*GIVEN INSTRUCTION*. Extract each line from the items below that contains the string "blurred".

---- DATASET EXCERPTS

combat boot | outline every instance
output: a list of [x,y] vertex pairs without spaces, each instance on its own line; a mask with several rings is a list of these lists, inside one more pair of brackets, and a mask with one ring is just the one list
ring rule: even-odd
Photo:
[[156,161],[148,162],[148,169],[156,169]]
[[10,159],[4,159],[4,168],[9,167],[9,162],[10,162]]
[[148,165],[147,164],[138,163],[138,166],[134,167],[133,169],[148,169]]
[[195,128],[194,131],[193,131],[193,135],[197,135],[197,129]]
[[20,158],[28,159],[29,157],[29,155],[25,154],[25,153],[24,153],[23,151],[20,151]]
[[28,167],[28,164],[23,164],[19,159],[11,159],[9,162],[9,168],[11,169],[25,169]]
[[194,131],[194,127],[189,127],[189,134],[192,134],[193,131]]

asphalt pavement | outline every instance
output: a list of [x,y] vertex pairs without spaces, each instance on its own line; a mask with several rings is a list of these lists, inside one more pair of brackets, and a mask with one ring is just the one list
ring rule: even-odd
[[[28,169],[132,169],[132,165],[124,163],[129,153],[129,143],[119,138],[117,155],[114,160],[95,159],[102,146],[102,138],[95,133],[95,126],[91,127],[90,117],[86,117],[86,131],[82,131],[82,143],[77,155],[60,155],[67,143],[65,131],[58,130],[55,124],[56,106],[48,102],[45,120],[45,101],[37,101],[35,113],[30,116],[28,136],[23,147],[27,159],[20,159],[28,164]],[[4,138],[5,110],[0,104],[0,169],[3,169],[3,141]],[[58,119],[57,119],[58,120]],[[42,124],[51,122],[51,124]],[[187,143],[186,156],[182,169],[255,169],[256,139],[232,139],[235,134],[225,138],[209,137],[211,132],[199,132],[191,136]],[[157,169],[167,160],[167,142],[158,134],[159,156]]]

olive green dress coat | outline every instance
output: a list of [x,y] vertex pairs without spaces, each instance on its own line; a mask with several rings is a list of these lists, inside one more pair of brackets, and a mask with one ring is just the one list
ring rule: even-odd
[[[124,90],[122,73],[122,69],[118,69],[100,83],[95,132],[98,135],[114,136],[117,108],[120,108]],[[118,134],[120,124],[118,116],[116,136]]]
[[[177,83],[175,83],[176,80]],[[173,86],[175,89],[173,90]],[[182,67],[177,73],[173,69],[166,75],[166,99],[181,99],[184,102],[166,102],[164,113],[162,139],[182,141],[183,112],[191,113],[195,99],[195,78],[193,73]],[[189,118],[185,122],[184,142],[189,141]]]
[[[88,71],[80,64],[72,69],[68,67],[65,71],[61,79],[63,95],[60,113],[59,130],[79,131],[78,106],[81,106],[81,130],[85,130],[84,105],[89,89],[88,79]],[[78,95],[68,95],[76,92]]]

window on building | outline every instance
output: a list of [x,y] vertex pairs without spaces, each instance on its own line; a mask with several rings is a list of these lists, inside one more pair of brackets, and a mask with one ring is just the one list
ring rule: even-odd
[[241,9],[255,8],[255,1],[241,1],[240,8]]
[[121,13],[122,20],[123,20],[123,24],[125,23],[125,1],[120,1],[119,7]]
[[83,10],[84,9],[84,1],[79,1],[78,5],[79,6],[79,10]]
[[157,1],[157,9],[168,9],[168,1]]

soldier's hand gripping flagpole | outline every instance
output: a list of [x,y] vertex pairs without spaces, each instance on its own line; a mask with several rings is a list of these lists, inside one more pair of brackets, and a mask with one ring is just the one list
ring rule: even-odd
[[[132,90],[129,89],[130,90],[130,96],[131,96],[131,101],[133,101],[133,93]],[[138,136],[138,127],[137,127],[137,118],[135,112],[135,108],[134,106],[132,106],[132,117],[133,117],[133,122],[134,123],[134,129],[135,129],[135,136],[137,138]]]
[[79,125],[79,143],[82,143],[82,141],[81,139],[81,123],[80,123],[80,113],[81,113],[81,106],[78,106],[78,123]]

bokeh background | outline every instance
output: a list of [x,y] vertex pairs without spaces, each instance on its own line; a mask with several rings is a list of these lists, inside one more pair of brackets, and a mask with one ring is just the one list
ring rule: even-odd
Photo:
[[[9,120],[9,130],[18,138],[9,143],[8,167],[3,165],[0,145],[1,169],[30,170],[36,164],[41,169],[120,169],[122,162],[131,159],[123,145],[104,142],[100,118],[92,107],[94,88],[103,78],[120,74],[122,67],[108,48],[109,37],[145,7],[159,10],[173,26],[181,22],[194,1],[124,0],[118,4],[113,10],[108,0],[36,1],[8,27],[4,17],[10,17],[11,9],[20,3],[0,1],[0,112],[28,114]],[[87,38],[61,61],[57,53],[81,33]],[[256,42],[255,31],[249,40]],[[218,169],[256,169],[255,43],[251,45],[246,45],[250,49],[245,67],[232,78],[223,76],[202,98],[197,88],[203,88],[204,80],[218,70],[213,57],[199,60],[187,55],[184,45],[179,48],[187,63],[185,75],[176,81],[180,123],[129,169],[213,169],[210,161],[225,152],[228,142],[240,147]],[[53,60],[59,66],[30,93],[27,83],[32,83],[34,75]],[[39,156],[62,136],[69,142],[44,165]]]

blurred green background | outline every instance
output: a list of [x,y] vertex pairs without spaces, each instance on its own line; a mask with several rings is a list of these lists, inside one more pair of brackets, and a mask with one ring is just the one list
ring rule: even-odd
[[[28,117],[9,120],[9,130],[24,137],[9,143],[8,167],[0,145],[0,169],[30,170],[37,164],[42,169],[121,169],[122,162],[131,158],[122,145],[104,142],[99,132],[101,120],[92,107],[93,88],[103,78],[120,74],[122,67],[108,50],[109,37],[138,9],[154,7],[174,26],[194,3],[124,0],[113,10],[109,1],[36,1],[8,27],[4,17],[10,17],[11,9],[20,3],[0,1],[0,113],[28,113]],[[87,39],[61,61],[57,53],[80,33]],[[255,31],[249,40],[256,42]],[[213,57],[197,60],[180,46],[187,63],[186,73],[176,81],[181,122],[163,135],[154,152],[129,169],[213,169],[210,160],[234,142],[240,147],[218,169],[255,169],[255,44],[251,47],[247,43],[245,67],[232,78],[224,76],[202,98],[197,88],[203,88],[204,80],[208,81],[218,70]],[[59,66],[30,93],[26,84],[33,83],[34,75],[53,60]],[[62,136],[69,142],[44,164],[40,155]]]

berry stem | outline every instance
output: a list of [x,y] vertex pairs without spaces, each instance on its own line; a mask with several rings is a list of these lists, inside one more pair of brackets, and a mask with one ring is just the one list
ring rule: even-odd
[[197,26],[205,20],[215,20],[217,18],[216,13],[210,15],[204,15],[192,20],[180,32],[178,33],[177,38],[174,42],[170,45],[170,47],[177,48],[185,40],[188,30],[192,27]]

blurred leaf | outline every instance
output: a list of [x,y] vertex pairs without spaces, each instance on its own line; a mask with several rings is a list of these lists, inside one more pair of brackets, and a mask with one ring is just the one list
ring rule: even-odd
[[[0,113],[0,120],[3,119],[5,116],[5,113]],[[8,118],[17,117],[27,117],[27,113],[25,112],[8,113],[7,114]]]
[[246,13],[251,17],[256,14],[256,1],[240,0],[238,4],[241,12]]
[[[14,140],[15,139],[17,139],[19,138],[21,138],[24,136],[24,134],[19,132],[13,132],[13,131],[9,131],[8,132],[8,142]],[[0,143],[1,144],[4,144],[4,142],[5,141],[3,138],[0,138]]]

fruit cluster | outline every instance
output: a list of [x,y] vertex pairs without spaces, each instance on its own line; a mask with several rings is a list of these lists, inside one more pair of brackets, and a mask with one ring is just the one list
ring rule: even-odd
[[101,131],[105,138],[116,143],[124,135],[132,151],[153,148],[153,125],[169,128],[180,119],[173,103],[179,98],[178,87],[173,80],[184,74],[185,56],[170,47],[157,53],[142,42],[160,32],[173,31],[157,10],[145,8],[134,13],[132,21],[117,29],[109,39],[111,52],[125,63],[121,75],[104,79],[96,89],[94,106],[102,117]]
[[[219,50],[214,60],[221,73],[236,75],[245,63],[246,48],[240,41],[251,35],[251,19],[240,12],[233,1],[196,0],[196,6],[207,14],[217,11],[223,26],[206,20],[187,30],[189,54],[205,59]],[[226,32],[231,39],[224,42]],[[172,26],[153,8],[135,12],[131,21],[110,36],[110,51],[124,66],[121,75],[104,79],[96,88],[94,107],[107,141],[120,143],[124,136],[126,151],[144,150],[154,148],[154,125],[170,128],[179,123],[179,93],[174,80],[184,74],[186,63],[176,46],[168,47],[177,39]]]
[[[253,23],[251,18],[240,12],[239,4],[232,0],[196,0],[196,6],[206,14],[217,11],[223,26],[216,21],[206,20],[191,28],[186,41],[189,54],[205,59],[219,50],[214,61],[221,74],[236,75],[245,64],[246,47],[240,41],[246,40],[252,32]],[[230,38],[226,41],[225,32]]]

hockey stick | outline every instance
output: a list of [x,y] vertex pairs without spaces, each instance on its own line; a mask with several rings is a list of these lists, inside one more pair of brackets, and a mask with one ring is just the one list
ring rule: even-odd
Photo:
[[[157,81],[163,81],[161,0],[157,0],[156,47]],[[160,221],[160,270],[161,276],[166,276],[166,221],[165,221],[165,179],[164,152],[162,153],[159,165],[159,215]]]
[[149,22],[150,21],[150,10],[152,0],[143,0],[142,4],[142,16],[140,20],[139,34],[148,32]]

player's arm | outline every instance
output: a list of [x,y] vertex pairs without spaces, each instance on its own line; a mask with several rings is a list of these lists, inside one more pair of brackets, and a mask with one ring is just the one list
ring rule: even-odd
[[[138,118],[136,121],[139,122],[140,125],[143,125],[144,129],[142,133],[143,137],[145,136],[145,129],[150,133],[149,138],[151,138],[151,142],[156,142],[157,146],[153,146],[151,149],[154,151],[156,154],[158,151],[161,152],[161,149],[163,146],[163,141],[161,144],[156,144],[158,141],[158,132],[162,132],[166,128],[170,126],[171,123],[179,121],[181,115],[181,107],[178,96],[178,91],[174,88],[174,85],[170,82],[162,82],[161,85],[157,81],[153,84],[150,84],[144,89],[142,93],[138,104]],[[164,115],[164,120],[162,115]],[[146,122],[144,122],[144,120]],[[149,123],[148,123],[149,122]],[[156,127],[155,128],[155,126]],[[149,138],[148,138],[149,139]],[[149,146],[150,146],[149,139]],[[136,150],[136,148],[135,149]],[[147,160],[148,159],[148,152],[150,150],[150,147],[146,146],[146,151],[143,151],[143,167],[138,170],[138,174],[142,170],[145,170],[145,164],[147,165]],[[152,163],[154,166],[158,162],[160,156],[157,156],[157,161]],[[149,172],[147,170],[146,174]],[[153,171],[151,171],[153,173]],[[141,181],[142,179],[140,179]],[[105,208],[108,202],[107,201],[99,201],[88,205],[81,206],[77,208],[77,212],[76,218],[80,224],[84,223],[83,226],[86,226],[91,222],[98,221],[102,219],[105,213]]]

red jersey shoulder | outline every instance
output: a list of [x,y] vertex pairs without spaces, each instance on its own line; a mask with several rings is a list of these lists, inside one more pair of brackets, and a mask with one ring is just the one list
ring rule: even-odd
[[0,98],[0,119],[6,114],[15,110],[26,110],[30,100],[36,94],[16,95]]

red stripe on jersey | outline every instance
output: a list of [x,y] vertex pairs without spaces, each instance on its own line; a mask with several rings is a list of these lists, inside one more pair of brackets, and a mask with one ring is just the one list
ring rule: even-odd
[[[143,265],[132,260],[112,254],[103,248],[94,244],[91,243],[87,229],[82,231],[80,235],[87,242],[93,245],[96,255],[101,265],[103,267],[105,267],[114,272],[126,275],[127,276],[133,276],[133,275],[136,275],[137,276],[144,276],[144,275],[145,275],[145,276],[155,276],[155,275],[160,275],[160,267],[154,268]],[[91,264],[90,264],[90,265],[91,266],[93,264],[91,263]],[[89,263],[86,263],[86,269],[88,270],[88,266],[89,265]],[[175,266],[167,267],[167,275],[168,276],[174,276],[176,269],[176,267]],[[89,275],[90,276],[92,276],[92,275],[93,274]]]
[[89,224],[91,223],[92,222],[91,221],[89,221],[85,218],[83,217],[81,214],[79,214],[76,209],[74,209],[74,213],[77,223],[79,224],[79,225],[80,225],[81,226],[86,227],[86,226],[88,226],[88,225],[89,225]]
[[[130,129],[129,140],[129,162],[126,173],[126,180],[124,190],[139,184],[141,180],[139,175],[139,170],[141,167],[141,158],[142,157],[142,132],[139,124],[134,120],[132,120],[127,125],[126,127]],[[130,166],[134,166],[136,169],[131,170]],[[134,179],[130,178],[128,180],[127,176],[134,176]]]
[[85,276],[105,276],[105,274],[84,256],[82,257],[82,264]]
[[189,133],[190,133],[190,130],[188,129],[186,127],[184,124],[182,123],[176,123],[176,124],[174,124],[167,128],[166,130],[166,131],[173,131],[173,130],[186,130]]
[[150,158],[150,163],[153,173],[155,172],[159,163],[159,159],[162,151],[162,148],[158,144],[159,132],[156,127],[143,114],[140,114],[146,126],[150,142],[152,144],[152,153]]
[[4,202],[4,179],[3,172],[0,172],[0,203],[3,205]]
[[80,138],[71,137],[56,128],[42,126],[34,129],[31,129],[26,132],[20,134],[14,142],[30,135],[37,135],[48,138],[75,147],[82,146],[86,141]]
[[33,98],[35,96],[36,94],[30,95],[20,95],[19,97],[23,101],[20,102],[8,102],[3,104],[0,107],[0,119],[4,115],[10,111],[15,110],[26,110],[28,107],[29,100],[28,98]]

--------

*CORRECT OUTPUT*.
blurred green background | outline every instance
blurred leaf | outline every instance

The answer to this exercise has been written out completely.